→ **Problem details**:
Reproduce word for word the part of the passage on volcanoes and climate below that begins with "As several recent" and ends after "on the climate.".

→ **Passage to read**:

There are roughly 1,500 potentially active volcanoes in the world. Volcanic eruptions are not rare: Each year, between 60 and 80 eruptions occur around the world. The USA, Japan, and Indonesia have the highest number of yearly eruptions.
Not all volcanic activities are the same. There can be hot ash release, lava flows, or gas emissions, among other things. But these activities can cause other correlated events, such as floods and wildfires.
The effects of volcanic eruptions on humans are devastating. They can cause suffocation, respiratory diseases, and skin irritation; they can contaminate water and food, as well as compromise transportation and buildings.
As several recent studies show, volcanic eruptions may be impacting the climate, and climate change could be influencing volcanic activity. Let’s see how.
How Do Volcanoes Affect the Climate?
One might expect volcanic emissions to increase global temperatures. In reality, however, the opposite may also be true.
“Volcanic eruptions are an important natural cause of climate change on many timescales,” writes Alan Robock, Climatologist and Distinguished Professor in the Department of Environmental Sciences at Rutgers University.
When volcanoes erupt, they release sulfur gasses in the stratosphere (the second layer of the Earth’s atmosphere), which can interfere with Earth’s radiative balance and chemical equilibrium. These gasses then convert to sulfur aerosols, which can have both heating and cooling effects on the climate.
As Dr. Anya Schmidt, Professor for Climate Modelling at LMU in Munich, explained: “These sulphate aerosol particles are very tiny and shiny and reflect some of the incoming sunlight back to space, which results in a temporary cooling effect at Earth’s surface.”
At the same time, the aerosol particles warm up the stratosphere by absorbing both solar and terrestrial radiation.
On June 15, 1991, the world witnessed the largest volcanic eruption of the 20th century. Mount Pinatubo, an active stratovolcano in the Zambales Mountains in the Philippines, injected a 20-million-ton (metric scale) sulfur dioxide cloud into the stratosphere. It was the biggest cloud observed since 1978, when satellite observation of volcanic activity began.
The eruption of Mount Pinatubo is believed to have caused the greatest aerosol disturbance of the stratosphere in the last century. It cooled Earth’s temperature for three years (by 1.3°C at its peak).
Dr. Santiago Arellano, researcher at the Chalmers Institute of Technology, stated that “[l]arge volcanic eruptions in the past have changed global climate directly and by reinforcing other processes.”

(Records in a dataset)
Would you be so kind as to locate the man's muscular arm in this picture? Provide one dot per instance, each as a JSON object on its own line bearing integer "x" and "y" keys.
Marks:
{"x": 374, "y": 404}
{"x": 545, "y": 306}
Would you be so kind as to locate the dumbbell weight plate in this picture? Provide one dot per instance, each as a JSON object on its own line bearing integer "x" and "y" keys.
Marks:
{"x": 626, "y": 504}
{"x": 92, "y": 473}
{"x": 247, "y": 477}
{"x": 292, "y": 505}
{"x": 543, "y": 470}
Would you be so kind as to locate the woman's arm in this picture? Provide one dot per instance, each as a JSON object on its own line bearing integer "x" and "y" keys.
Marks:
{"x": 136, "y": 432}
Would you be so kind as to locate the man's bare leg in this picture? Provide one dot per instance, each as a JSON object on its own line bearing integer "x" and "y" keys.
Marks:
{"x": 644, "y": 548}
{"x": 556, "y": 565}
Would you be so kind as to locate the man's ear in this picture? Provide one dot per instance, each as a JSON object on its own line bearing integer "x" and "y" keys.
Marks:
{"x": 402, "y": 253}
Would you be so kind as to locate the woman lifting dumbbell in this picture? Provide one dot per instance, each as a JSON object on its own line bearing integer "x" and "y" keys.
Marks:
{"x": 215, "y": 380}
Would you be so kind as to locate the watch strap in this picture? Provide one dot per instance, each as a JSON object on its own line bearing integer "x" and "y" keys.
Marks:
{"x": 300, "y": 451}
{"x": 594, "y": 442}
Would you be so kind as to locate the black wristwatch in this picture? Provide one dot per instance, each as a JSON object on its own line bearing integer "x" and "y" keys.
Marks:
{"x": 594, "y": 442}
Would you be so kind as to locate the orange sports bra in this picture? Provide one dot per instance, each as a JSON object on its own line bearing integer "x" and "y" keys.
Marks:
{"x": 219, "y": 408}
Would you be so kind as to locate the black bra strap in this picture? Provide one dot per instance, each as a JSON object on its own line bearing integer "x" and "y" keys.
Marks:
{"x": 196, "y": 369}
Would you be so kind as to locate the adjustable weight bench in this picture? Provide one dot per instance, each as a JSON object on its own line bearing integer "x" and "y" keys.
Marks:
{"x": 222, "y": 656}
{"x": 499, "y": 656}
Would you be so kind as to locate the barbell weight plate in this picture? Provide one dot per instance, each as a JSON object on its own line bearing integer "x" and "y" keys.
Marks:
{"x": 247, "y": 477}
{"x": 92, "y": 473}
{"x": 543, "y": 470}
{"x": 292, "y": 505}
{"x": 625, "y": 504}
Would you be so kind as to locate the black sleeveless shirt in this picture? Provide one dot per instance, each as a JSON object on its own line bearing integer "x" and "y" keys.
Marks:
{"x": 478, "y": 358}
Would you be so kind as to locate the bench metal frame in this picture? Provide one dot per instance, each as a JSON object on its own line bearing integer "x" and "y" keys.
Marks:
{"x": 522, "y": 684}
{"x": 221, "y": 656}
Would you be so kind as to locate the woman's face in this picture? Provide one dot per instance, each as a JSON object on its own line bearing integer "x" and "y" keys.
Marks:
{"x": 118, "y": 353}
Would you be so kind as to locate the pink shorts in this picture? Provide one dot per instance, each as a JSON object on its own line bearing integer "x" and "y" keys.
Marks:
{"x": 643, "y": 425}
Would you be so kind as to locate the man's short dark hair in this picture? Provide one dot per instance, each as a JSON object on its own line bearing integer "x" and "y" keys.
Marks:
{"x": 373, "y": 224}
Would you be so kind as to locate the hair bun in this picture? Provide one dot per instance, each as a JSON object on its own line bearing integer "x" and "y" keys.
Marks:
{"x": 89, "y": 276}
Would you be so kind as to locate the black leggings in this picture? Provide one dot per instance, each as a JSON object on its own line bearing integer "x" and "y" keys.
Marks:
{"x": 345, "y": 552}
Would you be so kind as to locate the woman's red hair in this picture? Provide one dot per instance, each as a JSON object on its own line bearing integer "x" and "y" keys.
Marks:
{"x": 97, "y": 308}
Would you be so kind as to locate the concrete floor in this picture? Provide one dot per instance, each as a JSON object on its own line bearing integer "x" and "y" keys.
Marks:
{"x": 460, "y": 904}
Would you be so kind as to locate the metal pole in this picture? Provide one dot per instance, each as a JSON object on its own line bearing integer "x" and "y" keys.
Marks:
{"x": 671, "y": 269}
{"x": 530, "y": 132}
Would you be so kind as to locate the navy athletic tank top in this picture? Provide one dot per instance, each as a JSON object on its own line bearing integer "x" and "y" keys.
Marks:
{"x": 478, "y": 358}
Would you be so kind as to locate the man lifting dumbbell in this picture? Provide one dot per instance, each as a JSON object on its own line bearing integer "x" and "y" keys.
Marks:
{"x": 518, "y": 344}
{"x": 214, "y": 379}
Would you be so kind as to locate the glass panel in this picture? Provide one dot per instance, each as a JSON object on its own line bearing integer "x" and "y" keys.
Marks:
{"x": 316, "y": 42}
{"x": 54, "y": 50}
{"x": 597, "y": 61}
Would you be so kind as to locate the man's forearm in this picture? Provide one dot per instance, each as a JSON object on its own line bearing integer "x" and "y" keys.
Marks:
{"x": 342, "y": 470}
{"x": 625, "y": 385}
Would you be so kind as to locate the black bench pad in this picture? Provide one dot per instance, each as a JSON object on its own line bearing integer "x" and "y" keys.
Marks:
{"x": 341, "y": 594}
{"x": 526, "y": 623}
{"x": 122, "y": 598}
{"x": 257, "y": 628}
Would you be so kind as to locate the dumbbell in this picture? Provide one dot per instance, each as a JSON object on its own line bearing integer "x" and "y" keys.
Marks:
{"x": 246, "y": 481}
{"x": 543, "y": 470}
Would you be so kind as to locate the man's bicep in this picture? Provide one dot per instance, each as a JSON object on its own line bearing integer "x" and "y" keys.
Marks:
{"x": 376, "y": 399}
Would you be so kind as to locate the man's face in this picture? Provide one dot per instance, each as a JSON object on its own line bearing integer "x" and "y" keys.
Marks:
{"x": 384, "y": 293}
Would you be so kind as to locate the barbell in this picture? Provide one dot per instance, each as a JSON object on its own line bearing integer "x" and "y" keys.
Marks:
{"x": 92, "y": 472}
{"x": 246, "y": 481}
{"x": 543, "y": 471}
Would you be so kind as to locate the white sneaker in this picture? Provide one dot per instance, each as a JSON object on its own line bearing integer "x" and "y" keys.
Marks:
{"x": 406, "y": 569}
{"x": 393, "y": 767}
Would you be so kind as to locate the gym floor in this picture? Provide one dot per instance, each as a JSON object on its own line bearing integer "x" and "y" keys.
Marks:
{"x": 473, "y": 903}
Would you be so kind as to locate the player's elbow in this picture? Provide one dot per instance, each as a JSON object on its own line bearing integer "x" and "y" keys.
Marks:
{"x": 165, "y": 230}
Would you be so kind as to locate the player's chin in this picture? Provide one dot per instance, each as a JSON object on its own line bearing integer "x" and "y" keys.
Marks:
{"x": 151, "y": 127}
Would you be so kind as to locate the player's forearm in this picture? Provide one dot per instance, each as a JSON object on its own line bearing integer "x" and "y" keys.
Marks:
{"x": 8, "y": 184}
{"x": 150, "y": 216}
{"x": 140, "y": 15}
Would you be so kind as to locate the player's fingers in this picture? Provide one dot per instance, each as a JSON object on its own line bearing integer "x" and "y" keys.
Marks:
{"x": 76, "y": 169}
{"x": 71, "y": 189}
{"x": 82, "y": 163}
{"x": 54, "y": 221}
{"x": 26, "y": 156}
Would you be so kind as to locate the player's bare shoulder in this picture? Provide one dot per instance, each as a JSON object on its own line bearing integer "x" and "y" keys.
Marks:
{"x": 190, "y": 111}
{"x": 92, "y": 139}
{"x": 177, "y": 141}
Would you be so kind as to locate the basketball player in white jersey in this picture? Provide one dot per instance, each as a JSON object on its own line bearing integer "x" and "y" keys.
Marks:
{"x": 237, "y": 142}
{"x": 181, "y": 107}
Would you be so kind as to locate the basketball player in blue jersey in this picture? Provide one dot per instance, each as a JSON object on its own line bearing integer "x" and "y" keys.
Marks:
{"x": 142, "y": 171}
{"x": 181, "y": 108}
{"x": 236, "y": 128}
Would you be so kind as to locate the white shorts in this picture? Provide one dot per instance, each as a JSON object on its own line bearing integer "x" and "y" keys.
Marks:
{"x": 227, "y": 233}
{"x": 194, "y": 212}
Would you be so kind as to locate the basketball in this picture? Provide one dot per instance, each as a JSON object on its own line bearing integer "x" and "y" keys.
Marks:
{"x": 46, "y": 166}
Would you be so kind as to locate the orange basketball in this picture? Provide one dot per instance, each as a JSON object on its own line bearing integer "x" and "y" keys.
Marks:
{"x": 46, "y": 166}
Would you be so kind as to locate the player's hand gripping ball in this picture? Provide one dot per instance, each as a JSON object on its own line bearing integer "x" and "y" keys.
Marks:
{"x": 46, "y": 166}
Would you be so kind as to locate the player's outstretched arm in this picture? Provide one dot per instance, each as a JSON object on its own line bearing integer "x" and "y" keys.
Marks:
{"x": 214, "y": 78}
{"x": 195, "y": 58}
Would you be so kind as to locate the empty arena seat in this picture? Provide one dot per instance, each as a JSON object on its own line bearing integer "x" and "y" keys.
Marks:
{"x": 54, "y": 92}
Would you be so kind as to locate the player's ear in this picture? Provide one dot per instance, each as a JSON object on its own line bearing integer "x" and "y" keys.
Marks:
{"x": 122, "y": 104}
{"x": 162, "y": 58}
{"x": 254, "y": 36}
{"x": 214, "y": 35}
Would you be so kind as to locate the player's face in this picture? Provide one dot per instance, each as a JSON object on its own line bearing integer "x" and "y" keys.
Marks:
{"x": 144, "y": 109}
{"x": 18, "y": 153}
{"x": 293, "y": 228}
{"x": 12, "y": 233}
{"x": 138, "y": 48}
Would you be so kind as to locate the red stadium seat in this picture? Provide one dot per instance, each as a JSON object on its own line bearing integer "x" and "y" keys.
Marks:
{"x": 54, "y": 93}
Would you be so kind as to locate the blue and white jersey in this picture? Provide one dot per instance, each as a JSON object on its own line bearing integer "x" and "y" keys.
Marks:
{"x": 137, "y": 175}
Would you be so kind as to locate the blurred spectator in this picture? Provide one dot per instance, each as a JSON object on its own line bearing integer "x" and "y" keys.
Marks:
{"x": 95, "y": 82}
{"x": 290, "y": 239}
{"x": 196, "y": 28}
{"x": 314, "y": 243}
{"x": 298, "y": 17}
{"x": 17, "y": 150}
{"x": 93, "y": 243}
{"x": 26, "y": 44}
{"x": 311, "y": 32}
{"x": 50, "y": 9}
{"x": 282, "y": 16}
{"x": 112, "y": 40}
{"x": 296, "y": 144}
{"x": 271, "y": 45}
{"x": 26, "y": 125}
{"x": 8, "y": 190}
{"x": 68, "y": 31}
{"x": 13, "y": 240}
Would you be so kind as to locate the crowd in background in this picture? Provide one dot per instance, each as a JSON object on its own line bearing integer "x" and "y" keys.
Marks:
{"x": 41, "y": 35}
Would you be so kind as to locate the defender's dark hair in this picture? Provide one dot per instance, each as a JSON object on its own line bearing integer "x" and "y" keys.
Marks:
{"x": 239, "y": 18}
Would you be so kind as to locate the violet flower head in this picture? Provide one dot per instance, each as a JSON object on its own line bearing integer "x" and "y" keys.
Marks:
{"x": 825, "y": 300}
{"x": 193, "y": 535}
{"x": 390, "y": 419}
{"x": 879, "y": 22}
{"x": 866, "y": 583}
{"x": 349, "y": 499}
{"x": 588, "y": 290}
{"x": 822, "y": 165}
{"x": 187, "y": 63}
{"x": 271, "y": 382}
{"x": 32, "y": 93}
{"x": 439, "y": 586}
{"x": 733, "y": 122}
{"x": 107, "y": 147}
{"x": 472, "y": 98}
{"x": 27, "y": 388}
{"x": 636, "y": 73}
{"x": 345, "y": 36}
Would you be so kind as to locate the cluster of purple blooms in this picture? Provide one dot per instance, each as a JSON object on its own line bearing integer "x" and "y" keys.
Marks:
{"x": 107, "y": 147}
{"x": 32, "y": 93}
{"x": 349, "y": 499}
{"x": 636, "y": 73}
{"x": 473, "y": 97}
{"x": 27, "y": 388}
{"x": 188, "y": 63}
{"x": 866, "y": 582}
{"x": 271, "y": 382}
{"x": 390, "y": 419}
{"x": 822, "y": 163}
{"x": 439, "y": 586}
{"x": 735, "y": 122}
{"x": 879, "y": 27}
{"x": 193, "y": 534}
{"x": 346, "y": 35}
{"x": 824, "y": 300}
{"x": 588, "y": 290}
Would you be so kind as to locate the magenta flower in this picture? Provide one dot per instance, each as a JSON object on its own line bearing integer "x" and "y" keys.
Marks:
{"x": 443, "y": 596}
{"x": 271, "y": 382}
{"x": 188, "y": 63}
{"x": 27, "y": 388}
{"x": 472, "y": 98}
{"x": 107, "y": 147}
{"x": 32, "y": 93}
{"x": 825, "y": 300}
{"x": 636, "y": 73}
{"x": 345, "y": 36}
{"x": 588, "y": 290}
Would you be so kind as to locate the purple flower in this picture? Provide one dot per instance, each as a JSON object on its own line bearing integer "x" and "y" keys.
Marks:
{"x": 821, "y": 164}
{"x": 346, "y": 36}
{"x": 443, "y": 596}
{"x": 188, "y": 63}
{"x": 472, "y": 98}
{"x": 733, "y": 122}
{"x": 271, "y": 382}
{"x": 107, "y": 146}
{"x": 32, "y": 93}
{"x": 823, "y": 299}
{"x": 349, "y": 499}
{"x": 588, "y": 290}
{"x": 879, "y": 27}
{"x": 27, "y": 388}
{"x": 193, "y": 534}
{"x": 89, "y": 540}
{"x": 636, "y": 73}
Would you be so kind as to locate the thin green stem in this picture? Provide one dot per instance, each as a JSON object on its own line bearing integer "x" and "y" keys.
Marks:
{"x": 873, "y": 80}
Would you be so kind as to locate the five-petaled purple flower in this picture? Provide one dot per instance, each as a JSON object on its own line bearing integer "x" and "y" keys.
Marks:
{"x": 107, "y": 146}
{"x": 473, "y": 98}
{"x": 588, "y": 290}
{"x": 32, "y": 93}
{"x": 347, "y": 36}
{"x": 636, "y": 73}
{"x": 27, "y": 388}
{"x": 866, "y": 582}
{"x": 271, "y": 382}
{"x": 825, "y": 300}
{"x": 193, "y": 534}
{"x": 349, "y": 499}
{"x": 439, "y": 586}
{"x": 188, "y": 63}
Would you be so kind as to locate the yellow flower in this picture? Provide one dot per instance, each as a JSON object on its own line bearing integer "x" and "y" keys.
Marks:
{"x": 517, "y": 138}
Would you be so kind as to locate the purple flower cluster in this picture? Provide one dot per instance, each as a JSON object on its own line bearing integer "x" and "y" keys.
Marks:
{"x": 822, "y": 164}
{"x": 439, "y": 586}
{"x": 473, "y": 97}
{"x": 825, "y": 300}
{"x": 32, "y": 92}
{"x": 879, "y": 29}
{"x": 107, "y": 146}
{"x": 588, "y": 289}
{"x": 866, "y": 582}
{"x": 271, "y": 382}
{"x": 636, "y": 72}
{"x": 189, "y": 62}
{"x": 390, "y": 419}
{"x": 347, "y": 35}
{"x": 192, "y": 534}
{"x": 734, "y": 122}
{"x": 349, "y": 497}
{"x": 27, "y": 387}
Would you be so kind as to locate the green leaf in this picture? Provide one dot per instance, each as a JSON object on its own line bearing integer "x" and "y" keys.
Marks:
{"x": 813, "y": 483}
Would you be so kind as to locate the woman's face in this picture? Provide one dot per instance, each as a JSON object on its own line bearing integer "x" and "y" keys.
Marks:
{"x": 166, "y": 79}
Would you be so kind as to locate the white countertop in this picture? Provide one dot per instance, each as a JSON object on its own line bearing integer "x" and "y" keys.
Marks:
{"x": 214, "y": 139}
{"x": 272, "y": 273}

→ **Solution for this problem**:
As several recent studies show, volcanic eruptions may be impacting the climate, and climate change could be influencing volcanic activity. Let’s see how.
How Do Volcanoes Affect the Climate?
One might expect volcanic emissions to increase global temperatures. In reality, however, the opposite may also be true.
“Volcanic eruptions are an important natural cause of climate change on many timescales,” writes Alan Robock, Climatologist and Distinguished Professor in the Department of Environmental Sciences at Rutgers University.
When volcanoes erupt, they release sulfur gasses in the stratosphere (the second layer of the Earth’s atmosphere), which can interfere with Earth’s radiative balance and chemical equilibrium. These gasses then convert to sulfur aerosols, which can have both heating and cooling effects on the climate.